Selected text =
I originally wrote the SageMathCloud frontend using progressive-refinement jQuery (no third-party framework beyond that) and the Cassandra database. These were reasonable choices when I started. There are much better approaches now, which are critical to dramatically improving the user experience with SMC, and also growing the developer base. So far SMC has had no nontrivial outside contributions, probably due to the difficulty of understanding the code. In fact, I think nobody besides me has ever even installed SMC, despite these install notes.

We (me, Jon Lee, Nicholas Ruhland) are currently completely rewriting the entire frontend of SMC using React.js, Flux, and RethinkDB. We started this rewrite in June 2015, with Jon being supported by Google Summer of Code (2015), Nich being supported some by NSF grants from Randy Leveque and Rekha Thomas, and with me being unemployed.

Terrible funding situation

I'm living on credit cards -- I have no NSF grant support anymore, and SageMathCloud is still losing a lot of money every month, and I'm unhappy about this situation. It was either completely quit working on SMC and instead teach or consult a lot, or lose tens of thousands of dollars. I am doing the latter right now. I was very caught off guard, since this is my first summer ever to not have NSF support since I got my Ph.D. in 2000, and I didn't expect to have my grant proposals all denied (which happened in June). There is some modest Angel investment in SageMath, Inc., but I can't bring myself to burn through that money on salary, since it would run out quickly, and I don't want to have to shut down the site due to not being able to pay the hosting bill. I've failed to get any significant free hosting, due to already getting free hosting in the past, and SageMath, Inc. not being in any incubators. For example, we tried very hard to get hosting from Google, but they flatly refused for these two reasons (they gave $60K in hosting to UW/Sage project in 2012). I'm clearly having trouble transitioning from an academic to an industry funding model. But if there are enough paying customers by January 2016, things will turn around.

Jon, Nich, and I have been working on this rewrite for three months, and hope to finish it by the end of September, when Jon and Nich will become busy with classes again. However, it seems unlikely we'll be able to finish at the current rate. Fortunately, I don't start teaching fulltime again until January, and we put a lot of work into doing a release in mid-August that fully uses RethinkDB and partly uses React.js, so that we can finish the second stage of the rewrite iteratively, without any major technical surprises.


Cassandra is an excellent database for many applications, but it is not the right database for SMC and I'm making no further use of Cassandra. SMC is a realtime application that does a lot more reading than writing to the database, and SMC greatly benefits from realtime push updates from the database. I've tried quite hard in the past to build an appropriate architecture for SMC on top of Cassandra, but it is the wrong tool for the job. RethinkDB scales up linearly (with sharding and replication), and has high availability and automatic failover as of version 2.1.2. See https://github.com/rethinkdb/rethinkdb/issues/4678 for my painful path to ensuring RethinkDB actually works for me (the RethinkDB developers are incredibly helpful!).


I learned about React.js first from some "random podcast", then got more interested in it when Chris Swenson gave a demo at a Sage Days workshop in San Diego in May 2015. React (+Flux) is a web development framework that actually has solid ideas behind it, backed by an implementation that has been optimized and tested by a highly nontrivial real world application: namely the Facebook website. Even if I were to have the idea of React, implementing in a way that is actually usable would be difficult. The key idea of React.js is that -- surprisingly -- it is possible to write efficient client-side code that describes how to render the application purely as a function of its state.

Collected material =
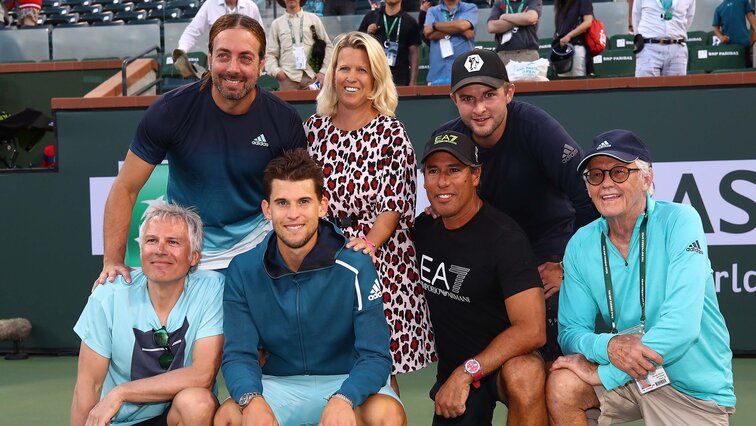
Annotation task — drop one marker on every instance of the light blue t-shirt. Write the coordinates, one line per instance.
(439, 70)
(683, 321)
(118, 323)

Goal 1 = Summarize the SageMathCloud rewrite text in two sentences.
Goal 2 = Decide whether each statement agrees with the SageMathCloud rewrite text, and answer yes or no with the deciding words of that text quoted: (a) The rewrite began in June 2015. (b) Google agreed to provide free hosting for SageMathCloud. (c) RethinkDB has had automatic failover since version 2.0.

Problem solution 1 = The SageMathCloud frontend, originally written with jQuery and the Cassandra database, is being completely rewritten with React.js, Flux, and RethinkDB by three people who began in June 2015 and hope to finish by the end of September. The author is living on credit cards without NSF grant support, has dropped Cassandra because SMC benefits greatly from realtime push updates, and values React.js for letting client-side code render an application purely as a function of its state.

Problem solution 2 =
(a) Yes: "We started this rewrite in June 2015"
(b) No: "they flatly refused for these two reasons"
(c) No: "has high availability and automatic failover as of version 2.1.2"